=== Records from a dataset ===
*** Begin section ***
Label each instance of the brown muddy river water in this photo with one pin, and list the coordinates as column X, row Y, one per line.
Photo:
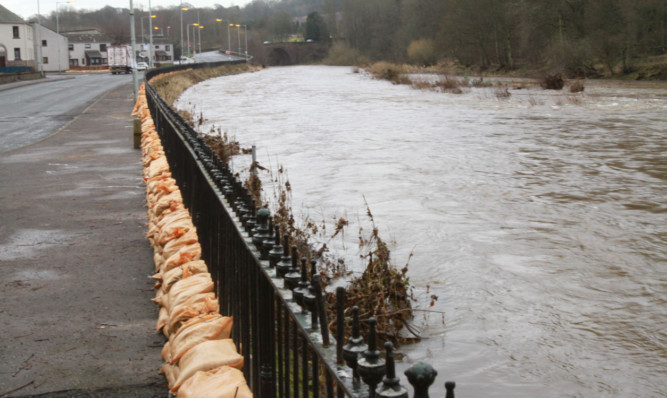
column 539, row 220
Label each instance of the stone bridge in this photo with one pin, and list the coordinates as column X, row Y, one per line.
column 291, row 53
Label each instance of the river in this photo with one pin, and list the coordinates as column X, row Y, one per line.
column 539, row 220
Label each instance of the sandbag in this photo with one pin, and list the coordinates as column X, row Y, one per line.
column 173, row 245
column 196, row 305
column 206, row 356
column 167, row 279
column 222, row 382
column 184, row 255
column 182, row 290
column 211, row 327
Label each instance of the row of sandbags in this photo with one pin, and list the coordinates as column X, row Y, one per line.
column 200, row 358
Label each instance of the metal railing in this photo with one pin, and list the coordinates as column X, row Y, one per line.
column 280, row 322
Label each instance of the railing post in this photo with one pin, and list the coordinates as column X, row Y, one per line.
column 371, row 366
column 391, row 385
column 421, row 376
column 449, row 386
column 354, row 347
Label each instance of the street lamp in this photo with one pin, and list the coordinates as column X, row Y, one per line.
column 150, row 34
column 58, row 29
column 245, row 35
column 228, row 38
column 187, row 31
column 200, row 28
column 57, row 20
column 182, row 9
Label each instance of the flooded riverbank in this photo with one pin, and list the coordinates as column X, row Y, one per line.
column 539, row 220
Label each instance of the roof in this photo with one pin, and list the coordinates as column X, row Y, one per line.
column 7, row 16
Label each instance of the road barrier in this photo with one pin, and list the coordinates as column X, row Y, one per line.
column 280, row 323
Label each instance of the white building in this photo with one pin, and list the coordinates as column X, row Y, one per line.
column 55, row 55
column 17, row 45
column 163, row 50
column 87, row 49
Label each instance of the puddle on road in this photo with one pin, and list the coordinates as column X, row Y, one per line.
column 26, row 243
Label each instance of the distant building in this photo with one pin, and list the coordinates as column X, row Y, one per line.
column 55, row 54
column 87, row 49
column 17, row 44
column 163, row 50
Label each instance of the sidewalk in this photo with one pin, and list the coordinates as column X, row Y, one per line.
column 75, row 312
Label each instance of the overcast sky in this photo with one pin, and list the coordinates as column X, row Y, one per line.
column 27, row 8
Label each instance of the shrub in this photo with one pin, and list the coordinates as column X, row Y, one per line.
column 552, row 82
column 388, row 71
column 342, row 55
column 450, row 84
column 577, row 87
column 422, row 52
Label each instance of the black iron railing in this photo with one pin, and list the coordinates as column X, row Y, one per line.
column 280, row 324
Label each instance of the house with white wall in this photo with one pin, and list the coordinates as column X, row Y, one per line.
column 17, row 44
column 87, row 49
column 55, row 53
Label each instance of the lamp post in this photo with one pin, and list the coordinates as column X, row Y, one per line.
column 228, row 43
column 245, row 34
column 57, row 14
column 182, row 9
column 150, row 35
column 200, row 28
column 58, row 28
column 238, row 31
column 187, row 31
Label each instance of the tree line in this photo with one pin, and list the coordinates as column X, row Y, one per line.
column 575, row 35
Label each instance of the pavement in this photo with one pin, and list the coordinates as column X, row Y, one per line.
column 76, row 317
column 47, row 79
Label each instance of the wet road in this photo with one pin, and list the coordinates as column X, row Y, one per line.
column 31, row 113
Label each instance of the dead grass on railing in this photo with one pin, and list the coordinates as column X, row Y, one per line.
column 170, row 86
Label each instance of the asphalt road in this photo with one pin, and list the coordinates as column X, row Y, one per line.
column 33, row 112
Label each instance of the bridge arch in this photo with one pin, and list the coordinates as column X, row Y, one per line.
column 279, row 56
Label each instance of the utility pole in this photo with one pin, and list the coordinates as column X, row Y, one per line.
column 150, row 35
column 134, row 53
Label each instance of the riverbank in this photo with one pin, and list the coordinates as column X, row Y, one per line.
column 645, row 69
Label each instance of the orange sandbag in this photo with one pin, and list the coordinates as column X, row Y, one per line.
column 222, row 382
column 184, row 255
column 167, row 279
column 185, row 238
column 216, row 327
column 198, row 304
column 206, row 356
column 182, row 290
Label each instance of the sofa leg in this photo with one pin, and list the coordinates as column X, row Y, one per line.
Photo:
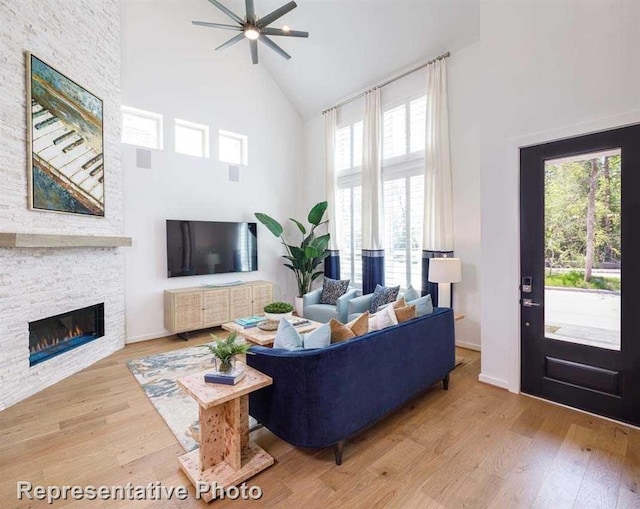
column 337, row 451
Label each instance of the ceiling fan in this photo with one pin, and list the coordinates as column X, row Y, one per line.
column 255, row 29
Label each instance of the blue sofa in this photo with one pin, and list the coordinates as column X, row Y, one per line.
column 320, row 398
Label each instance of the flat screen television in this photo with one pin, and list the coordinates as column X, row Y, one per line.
column 210, row 247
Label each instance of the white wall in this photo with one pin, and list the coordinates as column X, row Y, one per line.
column 81, row 38
column 464, row 69
column 169, row 67
column 550, row 69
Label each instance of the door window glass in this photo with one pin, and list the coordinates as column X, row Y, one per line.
column 582, row 249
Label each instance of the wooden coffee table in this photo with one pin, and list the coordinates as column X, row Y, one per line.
column 264, row 338
column 225, row 456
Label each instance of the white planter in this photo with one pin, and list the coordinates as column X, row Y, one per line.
column 277, row 316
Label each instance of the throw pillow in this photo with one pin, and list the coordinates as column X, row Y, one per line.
column 287, row 337
column 400, row 303
column 332, row 290
column 342, row 332
column 411, row 294
column 383, row 295
column 406, row 313
column 386, row 318
column 318, row 338
column 424, row 306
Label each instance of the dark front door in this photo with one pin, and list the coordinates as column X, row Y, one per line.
column 580, row 272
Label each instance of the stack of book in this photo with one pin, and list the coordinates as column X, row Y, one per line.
column 230, row 378
column 249, row 321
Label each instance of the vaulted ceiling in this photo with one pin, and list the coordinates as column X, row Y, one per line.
column 353, row 44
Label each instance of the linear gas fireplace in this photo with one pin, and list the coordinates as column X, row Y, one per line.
column 58, row 334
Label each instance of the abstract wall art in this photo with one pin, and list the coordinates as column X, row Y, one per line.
column 66, row 145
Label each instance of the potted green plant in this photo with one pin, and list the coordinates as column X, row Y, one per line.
column 225, row 351
column 278, row 310
column 305, row 257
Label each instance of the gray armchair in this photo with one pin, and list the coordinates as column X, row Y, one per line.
column 317, row 312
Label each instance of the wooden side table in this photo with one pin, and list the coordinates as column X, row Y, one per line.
column 225, row 456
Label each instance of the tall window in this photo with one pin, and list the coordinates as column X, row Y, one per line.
column 348, row 158
column 403, row 139
column 403, row 191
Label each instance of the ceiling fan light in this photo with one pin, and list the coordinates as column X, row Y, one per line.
column 251, row 33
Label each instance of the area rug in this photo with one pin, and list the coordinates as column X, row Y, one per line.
column 158, row 375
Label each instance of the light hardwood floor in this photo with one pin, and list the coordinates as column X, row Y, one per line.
column 471, row 446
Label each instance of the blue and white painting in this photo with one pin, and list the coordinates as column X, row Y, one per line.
column 66, row 167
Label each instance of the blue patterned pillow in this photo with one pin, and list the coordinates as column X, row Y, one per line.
column 383, row 295
column 424, row 306
column 411, row 294
column 333, row 289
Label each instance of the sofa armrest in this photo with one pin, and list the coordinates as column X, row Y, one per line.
column 313, row 297
column 359, row 304
column 342, row 305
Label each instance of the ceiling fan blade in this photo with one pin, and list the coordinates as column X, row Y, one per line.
column 231, row 41
column 274, row 47
column 217, row 25
column 278, row 13
column 251, row 11
column 254, row 51
column 287, row 33
column 229, row 13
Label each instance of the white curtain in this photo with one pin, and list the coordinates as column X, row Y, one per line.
column 438, row 192
column 372, row 172
column 330, row 127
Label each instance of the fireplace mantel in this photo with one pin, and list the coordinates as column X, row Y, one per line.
column 21, row 240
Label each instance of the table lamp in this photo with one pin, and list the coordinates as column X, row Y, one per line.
column 444, row 271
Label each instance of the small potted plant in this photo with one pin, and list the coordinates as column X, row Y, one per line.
column 225, row 351
column 278, row 310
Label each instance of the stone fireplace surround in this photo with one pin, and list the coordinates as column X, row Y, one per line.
column 40, row 282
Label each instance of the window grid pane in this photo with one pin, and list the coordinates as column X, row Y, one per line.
column 416, row 209
column 343, row 149
column 357, row 236
column 418, row 110
column 191, row 139
column 357, row 144
column 395, row 220
column 141, row 128
column 394, row 132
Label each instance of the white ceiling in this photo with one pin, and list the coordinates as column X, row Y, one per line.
column 353, row 44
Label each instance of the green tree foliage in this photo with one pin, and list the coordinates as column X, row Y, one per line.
column 567, row 187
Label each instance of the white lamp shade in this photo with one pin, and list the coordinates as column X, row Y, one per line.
column 445, row 270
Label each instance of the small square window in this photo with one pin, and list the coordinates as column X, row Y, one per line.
column 233, row 148
column 191, row 139
column 141, row 128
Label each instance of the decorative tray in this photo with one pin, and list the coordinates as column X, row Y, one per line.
column 269, row 325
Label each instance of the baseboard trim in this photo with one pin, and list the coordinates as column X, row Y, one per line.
column 502, row 384
column 148, row 337
column 580, row 410
column 468, row 346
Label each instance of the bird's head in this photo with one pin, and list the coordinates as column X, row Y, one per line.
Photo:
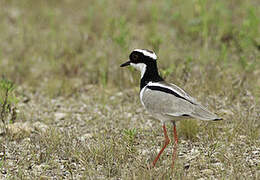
*** End section ***
=== Task objective ===
Set down exactly, with no additions, each line from the line that includes "Label each instance of the green" to the final line of the entries above; leave pictures out.

=== Written reply ===
Label each instance of the green tree foliage in this photo with one pin, and list the coordinates as column X, row Y, one per line.
column 567, row 187
Label each instance of the white lamp shade in this photo with one pin, and list the coordinates as column X, row Y, one per line.
column 445, row 270
Label each instance of the small square window in this photo with one pin, and list the coordinates as column X, row Y, one per line.
column 233, row 148
column 191, row 139
column 141, row 128
Label each instance of the decorative tray in this photo with one pin, and list the coordinates as column X, row Y, one per line.
column 269, row 325
Label each instance of the baseboard trim in this photo with one pin, and list the coordinates as column X, row Y, one per line.
column 502, row 384
column 148, row 337
column 580, row 410
column 468, row 346
Label each instance of the bird's head in this photo with one pin, and list the coordinates as column X, row Y, one per line.
Photo:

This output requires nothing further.